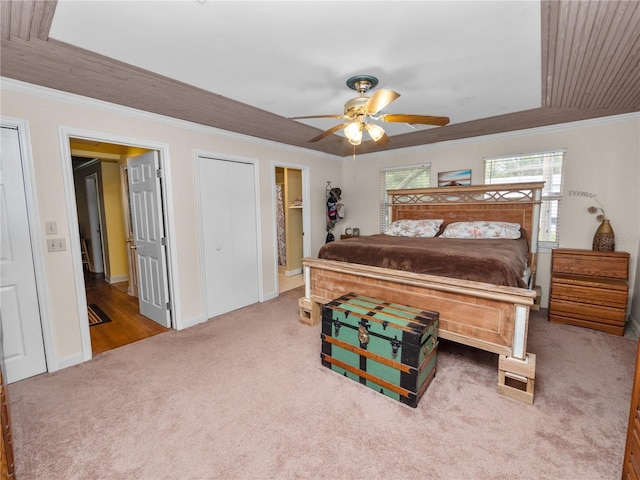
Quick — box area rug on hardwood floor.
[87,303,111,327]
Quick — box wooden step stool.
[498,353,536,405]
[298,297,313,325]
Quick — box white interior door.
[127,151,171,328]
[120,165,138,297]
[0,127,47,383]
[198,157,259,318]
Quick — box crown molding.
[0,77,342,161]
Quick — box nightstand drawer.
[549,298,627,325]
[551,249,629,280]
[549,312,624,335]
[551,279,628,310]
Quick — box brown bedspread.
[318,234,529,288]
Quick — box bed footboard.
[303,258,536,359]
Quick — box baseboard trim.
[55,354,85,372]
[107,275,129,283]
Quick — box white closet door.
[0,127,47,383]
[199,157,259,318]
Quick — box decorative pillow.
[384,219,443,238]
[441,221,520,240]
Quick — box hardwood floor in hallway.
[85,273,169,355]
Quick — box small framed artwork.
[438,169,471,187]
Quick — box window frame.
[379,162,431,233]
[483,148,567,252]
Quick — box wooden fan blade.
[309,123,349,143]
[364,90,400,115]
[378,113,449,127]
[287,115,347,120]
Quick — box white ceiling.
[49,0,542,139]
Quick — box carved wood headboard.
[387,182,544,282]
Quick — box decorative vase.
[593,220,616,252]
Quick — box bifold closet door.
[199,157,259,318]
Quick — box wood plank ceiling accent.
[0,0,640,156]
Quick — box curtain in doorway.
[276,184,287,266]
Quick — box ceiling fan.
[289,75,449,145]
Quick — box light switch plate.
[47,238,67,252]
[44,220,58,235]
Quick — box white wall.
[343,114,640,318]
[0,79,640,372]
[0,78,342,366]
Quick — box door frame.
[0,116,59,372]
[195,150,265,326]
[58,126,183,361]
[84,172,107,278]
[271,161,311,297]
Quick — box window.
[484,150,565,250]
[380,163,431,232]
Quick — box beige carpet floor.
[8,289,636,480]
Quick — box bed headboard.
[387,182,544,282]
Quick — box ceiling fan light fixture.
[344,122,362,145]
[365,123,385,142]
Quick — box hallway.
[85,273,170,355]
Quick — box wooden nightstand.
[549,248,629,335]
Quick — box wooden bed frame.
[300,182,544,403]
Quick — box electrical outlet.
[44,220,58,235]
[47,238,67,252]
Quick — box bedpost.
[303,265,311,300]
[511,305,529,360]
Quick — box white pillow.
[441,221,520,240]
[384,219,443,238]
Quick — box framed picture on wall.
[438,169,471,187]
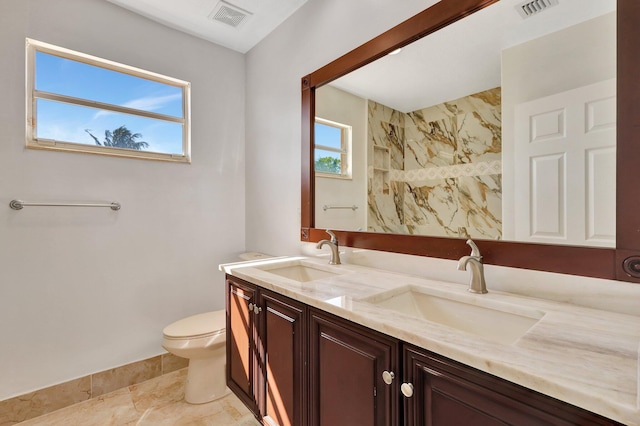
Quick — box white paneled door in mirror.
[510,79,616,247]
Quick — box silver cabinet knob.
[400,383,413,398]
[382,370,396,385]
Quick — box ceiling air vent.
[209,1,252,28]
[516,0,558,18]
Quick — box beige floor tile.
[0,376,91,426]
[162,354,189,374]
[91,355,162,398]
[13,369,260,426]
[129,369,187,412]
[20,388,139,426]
━━━━━━━━
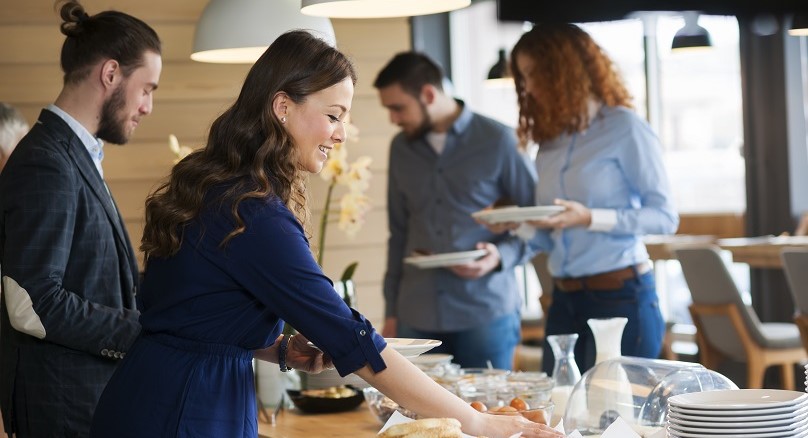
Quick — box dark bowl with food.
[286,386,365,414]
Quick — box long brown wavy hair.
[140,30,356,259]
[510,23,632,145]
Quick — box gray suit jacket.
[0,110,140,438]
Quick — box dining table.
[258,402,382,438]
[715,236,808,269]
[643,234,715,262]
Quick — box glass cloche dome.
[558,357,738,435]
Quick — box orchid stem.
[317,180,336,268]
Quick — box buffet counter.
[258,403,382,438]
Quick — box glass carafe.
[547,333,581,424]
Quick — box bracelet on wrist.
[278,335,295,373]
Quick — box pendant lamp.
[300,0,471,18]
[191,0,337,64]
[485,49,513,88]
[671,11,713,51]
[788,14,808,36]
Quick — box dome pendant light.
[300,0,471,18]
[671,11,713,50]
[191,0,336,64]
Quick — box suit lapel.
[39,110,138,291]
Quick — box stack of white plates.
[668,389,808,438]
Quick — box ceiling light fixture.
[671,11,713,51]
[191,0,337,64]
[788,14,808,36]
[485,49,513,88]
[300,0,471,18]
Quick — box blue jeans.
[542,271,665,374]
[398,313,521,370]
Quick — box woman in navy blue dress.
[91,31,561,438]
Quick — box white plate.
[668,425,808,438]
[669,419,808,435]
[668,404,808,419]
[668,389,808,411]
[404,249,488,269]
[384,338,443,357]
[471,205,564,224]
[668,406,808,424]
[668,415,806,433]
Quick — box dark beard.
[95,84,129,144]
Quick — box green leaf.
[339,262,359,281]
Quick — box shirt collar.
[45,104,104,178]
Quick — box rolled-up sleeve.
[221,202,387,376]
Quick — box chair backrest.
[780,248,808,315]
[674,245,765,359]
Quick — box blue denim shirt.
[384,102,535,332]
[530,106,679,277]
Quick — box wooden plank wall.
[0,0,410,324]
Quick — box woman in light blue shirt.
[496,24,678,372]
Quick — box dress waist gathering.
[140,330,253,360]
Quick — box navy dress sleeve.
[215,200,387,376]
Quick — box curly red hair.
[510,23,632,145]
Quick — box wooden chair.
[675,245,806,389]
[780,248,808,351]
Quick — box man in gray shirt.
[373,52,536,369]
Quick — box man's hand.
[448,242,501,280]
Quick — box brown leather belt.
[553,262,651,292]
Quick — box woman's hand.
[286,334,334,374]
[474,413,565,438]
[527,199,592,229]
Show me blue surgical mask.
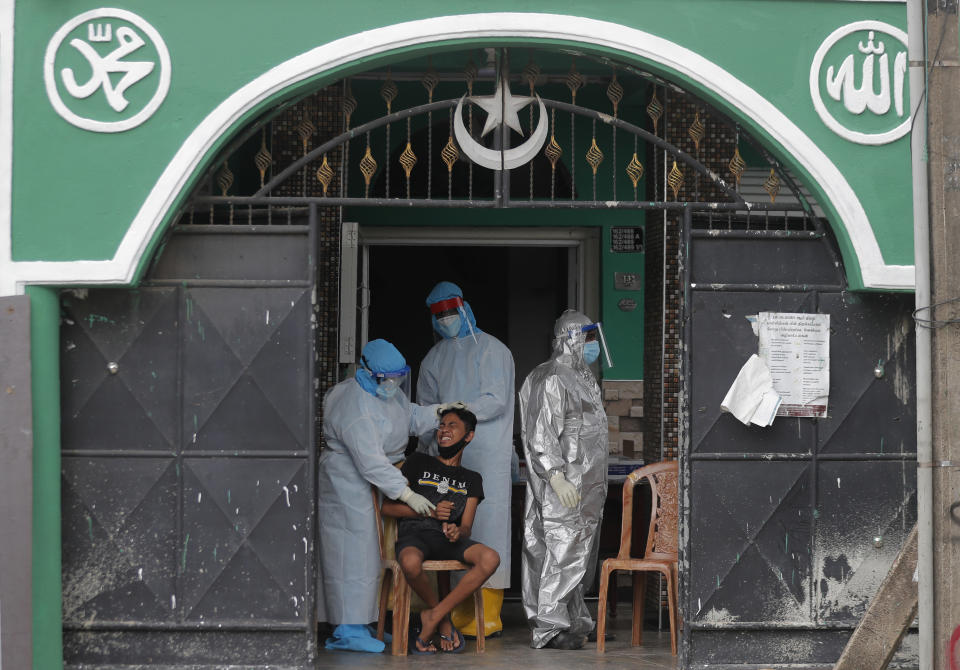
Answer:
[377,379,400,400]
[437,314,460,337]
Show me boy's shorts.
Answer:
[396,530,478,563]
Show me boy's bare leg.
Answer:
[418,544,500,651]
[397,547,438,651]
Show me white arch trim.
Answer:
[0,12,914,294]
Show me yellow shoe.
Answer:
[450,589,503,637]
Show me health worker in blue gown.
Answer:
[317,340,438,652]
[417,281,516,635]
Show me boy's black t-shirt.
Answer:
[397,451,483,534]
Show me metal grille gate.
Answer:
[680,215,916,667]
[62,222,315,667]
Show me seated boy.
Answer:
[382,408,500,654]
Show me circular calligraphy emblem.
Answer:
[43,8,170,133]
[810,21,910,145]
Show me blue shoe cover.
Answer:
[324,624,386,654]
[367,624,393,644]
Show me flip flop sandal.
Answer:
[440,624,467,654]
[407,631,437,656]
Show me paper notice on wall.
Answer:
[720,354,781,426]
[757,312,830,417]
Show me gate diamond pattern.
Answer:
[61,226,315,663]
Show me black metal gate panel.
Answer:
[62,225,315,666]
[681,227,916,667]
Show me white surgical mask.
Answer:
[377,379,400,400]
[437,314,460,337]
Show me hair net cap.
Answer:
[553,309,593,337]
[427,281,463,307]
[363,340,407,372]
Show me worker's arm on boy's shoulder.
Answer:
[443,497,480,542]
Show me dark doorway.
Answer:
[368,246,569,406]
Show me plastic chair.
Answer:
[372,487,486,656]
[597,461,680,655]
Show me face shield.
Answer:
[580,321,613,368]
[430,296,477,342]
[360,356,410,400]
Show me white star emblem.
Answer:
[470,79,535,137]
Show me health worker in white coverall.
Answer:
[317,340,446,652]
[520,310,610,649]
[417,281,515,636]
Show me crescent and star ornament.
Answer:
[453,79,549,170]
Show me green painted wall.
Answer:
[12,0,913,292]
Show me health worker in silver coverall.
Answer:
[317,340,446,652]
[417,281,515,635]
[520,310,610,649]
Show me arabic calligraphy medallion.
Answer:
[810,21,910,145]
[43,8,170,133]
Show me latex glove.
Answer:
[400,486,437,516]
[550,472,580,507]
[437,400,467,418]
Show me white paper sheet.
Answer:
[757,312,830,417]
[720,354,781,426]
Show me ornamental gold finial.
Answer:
━━━━━━━━
Reproduce everything in the records from the line containing "Quick — box nightstand drawer." down to the line containing "[107,275,129,283]", both included, with nothing changed.

Quick — box nightstand drawer.
[549,298,627,325]
[551,249,629,280]
[549,312,624,335]
[551,279,628,310]
Quick — box brown bedspread.
[318,234,529,288]
Quick — box bed footboard.
[303,258,536,359]
Quick — box baseboard trim.
[55,354,85,372]
[107,275,129,283]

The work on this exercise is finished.